Nicoletta e Massimo SALA, op.cit,  pagg. 148,149.
"Nel corso degli anni ‘60 i polimeri furono i materiali d’elezione nell’assecondare le istanze del vivere “giovane”, informale, nomade. Tra ideali rivoluzionari, seduzioni consumistiche e nuovi miti, il potere comunicativo delle plastiche la fece da padrone: dai morbidi Poliuretani, al trasparente Acrilico, al lucido ABS. Mentre arrivavano anche in Italia da oltre oceano le suggestioni dell’era spaziale veicolate da film cult come Barbarella (1967) – Jean Fonda vestita da Paco Rabanne in una bolla fatta di plastica - e 2001 Odissea nello spazio (1968) con gli interni futuribili della stazione spaziale"
Cecilia CECCHINI, op.cit., pag.21
"Se negli anni ’50 l’impiego pionieristico dei polimeri era stato caratterizzato da una forte
sperimentazione tecnico-produttiva - necessaria per controllare appieno le prestazioni che i vari tipi di plastiche potevano fornire - negli anni ’60 si accentuò una sperimentazione linguistico-formale, realizzata grazie ad un loro impiego spregiudicato.

────

__Esercizi__
[1] Nel brano sulle plastiche degli anni '60, che cosa aveva caratterizzato l'impiego pionieristico dei polimeri negli anni '50?
[2] Prosegui il brano sulle plastiche degli anni '60 partendo dall'ultima frase riportata.
L'elenco qui sotto non ha alcun ruolo nell'esercizio.

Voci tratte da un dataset
────

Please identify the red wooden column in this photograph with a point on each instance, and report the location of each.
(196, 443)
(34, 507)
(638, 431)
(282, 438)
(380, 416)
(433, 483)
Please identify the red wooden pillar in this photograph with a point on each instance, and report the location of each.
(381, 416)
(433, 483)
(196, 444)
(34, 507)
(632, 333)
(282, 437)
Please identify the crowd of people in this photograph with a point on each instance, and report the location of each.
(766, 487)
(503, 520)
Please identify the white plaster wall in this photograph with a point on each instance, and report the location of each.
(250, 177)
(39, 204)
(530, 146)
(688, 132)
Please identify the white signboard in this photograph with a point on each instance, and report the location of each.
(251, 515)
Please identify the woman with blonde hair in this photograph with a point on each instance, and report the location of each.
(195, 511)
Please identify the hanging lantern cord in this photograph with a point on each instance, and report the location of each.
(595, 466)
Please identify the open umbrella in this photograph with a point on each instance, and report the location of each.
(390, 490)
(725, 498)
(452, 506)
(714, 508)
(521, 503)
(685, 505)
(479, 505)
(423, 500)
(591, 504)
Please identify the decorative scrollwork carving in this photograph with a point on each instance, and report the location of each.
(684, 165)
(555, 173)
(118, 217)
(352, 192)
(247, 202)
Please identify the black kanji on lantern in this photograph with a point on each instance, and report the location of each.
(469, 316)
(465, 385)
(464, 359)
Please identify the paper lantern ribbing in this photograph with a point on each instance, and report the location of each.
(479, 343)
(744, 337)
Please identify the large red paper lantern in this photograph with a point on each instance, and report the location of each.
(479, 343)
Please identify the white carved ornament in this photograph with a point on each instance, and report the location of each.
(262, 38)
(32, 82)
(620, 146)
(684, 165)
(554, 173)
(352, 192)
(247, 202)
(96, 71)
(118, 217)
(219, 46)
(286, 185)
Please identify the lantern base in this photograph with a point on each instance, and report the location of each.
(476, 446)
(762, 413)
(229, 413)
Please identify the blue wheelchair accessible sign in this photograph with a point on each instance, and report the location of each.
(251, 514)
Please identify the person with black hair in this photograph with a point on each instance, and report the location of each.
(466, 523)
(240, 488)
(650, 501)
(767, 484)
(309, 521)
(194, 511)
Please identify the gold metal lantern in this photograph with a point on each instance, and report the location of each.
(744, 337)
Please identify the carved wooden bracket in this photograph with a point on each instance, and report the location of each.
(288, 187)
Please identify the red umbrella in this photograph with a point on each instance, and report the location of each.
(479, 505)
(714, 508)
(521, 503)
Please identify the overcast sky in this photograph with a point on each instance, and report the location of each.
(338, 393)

────

__Risposte__
[1] Una forte sperimentazione tecnico-produttiva.

[2]
La causa razionalista del “buon design” era superata dal potere seduttivo dei nuovi oggetti resi possibili dall’uso creativo di questi materiali: dalla poltrona gonfiabile Blow di De Pas, D’Urbino e Lomazzi (mirabile incrocio tra un canotto e l’omino Michelin),alla poltrona Sacco di Gatti, Paolini e Teodoro (quella sulla quale il terrorizzato Fantozzi non riusciva a stare seduto davanti al suo capoufficio).
 De Pas, Lomazzi e D'Urbino, Blow, Zanotta, 1967
Gatti, Paolini e Teodoro, Sacco, Zanotta, 1969
Manifesti di un nuovo modo di sedersi, di abitare, di vivere, resi possibili dall’uso del PVC termosaldato per Blow e di piccole sfere di Polistirene preespanso per Sacco.
“Voglio dirti una parola sola: Plastica! L’avvenire del mondo è nella plastica”
Questo l’ammonimento che un anziano amico di famiglia dava ad un giovanissimo Dustin Hoffman nel film Il Laureato (1967), che racchiude l’atteggiamento di quegli anni verso le plastiche, in America come in Italia...
... Erano gli anni nei quali la sicurezza ambientale, lo smaltimento dei rifiuti, la compatibilità, non occupavano il centro del dibattito. Si approfittava di tutte le semplificazioni, i miglioramenti, i risparmi che le plastiche consentivano, senza porsi troppe domande."
Cecilia CECCHINI, op.cit., pag.22
cfr.: One Word: Plastics (da YOUTUBE.COM scena da "The Graduate" di Mike Nichols, 1967), e Il futuro è nella plastica - Abatantuono  ( da YOUTUBE.COM scena da "Nel continente nero" di Marco Risi, 1992).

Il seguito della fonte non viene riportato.